**EXERCISE BRIEF**. Arrange every line of the material below as a numbered list, skipping any blank lines and leaving the pictures out.

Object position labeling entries
--------------------
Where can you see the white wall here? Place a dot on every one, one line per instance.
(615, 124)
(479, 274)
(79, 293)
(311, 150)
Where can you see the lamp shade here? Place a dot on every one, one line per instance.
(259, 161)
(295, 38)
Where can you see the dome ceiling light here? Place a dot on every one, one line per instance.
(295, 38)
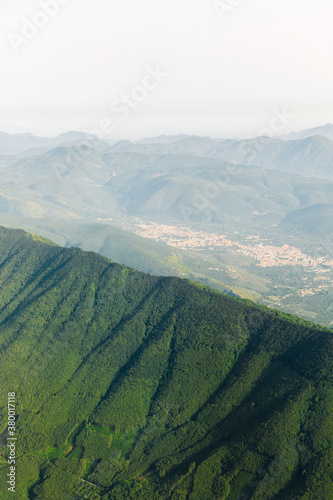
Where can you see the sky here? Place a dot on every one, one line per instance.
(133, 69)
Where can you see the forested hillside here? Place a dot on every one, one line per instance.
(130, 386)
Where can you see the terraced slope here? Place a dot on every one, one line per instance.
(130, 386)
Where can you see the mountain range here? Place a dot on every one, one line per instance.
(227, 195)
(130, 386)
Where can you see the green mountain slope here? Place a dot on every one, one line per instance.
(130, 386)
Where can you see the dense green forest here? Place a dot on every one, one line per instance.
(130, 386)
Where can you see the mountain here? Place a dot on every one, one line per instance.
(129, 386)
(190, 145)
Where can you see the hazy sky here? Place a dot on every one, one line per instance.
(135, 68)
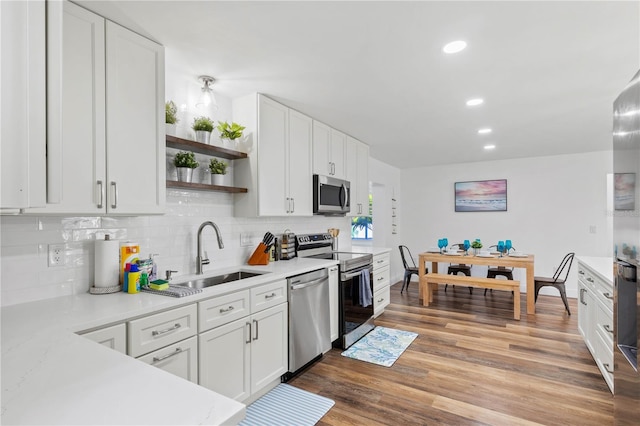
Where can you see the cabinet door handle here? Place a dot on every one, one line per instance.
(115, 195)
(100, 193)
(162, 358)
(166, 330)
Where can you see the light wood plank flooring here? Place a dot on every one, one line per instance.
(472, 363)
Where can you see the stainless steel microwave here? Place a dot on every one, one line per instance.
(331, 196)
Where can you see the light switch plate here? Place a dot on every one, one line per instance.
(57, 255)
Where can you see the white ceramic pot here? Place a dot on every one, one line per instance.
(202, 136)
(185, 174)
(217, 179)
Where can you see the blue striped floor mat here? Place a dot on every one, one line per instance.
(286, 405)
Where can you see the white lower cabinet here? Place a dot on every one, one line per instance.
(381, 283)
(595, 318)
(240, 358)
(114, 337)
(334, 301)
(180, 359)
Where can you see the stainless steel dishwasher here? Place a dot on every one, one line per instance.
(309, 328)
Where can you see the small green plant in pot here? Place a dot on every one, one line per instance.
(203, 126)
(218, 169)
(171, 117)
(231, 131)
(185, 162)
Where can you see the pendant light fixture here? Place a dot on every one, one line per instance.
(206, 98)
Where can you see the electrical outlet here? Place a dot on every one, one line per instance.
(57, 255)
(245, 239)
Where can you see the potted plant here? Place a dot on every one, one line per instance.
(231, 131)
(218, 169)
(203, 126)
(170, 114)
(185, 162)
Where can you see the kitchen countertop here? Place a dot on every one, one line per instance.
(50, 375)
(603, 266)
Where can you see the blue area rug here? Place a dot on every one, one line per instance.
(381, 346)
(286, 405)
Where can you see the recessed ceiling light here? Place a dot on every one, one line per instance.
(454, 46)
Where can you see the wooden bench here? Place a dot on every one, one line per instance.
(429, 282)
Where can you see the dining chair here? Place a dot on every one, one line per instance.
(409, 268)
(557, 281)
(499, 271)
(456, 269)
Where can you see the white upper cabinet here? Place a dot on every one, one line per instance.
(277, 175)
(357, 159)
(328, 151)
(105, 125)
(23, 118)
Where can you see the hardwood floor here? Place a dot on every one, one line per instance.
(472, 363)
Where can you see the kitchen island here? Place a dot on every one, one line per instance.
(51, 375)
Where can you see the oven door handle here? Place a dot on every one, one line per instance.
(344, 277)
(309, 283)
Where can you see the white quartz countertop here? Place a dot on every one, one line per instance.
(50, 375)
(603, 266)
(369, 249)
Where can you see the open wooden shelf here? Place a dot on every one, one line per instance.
--------------------
**SOLUTION TO THIS TASK**.
1. Where can you see the white wall here? Place a dot on every one, one line per instance.
2. (615, 124)
3. (479, 274)
4. (79, 293)
5. (311, 150)
6. Where can you see the lamp shade here? Place a dot on every one, one line per instance.
7. (259, 161)
8. (295, 38)
9. Where can you see the dome ceiling light here? Place a dot on every one, one line per instance.
10. (295, 38)
11. Where can you see the sky here? Place a dot on every one, one line per instance.
12. (133, 69)
13. Where can you see the forested hillside here? Place a dot on every one, one line per instance.
14. (130, 386)
15. Where can you see the terraced slope here? Place a dot on every one, one line per instance.
16. (130, 386)
17. Where can you see the mountain range here? Place a dot on every one, one line per instance.
18. (227, 195)
19. (130, 386)
20. Where can you see the green mountain slope here? Place a dot on every one, one line per instance.
21. (130, 386)
22. Where can you see the dense green forest here? Place a dot on every one, one line per instance.
23. (130, 386)
24. Where can you see the mountain here? Place a dot on every one, one line per instance.
25. (129, 386)
26. (190, 145)
27. Where can you see the hazy sky here? Place a dot on every one, one line per instance.
28. (135, 68)
29. Where can you see the cabinet door handle here? Place a dot on every one, one line per instance.
30. (115, 195)
31. (100, 193)
32. (162, 358)
33. (166, 330)
34. Where can you see the light wood plank flooring here? Place a dot on every one, one line per instance.
35. (472, 363)
36. Where can you see the stainless steel microwave here? Place a dot on every one, one line per instance.
37. (331, 196)
38. Where can you see the light switch plate here? Place a dot on every one, one line per instance.
39. (57, 255)
40. Where can you see the white ceramic pot here? Place a dot on every one, one line per instance.
41. (202, 136)
42. (185, 174)
43. (217, 179)
44. Where can you see the blue striped floor mat here? Place a dot on every one, one line per instance.
45. (286, 405)
46. Where can you see the white lower cabinet here? Place a dot on every one, one line per instance.
47. (381, 283)
48. (595, 318)
49. (240, 358)
50. (114, 337)
51. (334, 301)
52. (180, 359)
53. Where can you see the stainless steel dishwasher here? Place a dot on every one, one line per instance.
54. (309, 328)
55. Where can you see the small green plant in pot here? Place a dot on every one, one line per instance.
56. (203, 126)
57. (218, 169)
58. (171, 117)
59. (231, 131)
60. (185, 162)
61. Where can you see the pendant light fixture here? Place a dot on every one, one line per instance.
62. (206, 98)
63. Where can you see the electrical outlet here? Place a dot on every one, one line per instance.
64. (57, 255)
65. (245, 239)
66. Where can you see the potted plant here? Place a dot on every one, one line per instance.
67. (231, 131)
68. (218, 169)
69. (203, 126)
70. (170, 114)
71. (185, 162)
72. Where can you see the kitchen countertop here? Place a dot on every one, one line per instance.
73. (50, 375)
74. (603, 266)
75. Where can you see the blue area rug here? Place a dot on every one, one line per instance.
76. (381, 346)
77. (286, 405)
78. Where can you see the recessed ceiling light here? Place a dot on every one, one line per instance.
79. (454, 46)
80. Where can you see the wooden bench here? Place a dot on every one, one line per instance.
81. (429, 282)
82. Where can you see the dining chair here? Place a dot on every one, one line per instance.
83. (409, 268)
84. (557, 281)
85. (499, 271)
86. (456, 269)
87. Where can you see the white upper cabinet here? Place a dot on every one, one line per instance.
88. (277, 175)
89. (357, 159)
90. (328, 151)
91. (105, 125)
92. (23, 118)
93. Where can you see the hardwood floor here? Place a dot on every one, one line per instance.
94. (472, 363)
95. Where can you see the kitchen island here? Place a dot on every one, one line per instance.
96. (51, 375)
97. Where can you see the oven door handle here? Place a dot on every one, one line per instance.
98. (344, 277)
99. (309, 283)
100. Where can you see the white quartz countertop here? Place a dot on every one, one line per instance.
101. (50, 375)
102. (603, 266)
103. (369, 249)
104. Where can you see the open wooden shelf here? Place a dot on every one, one line per instance.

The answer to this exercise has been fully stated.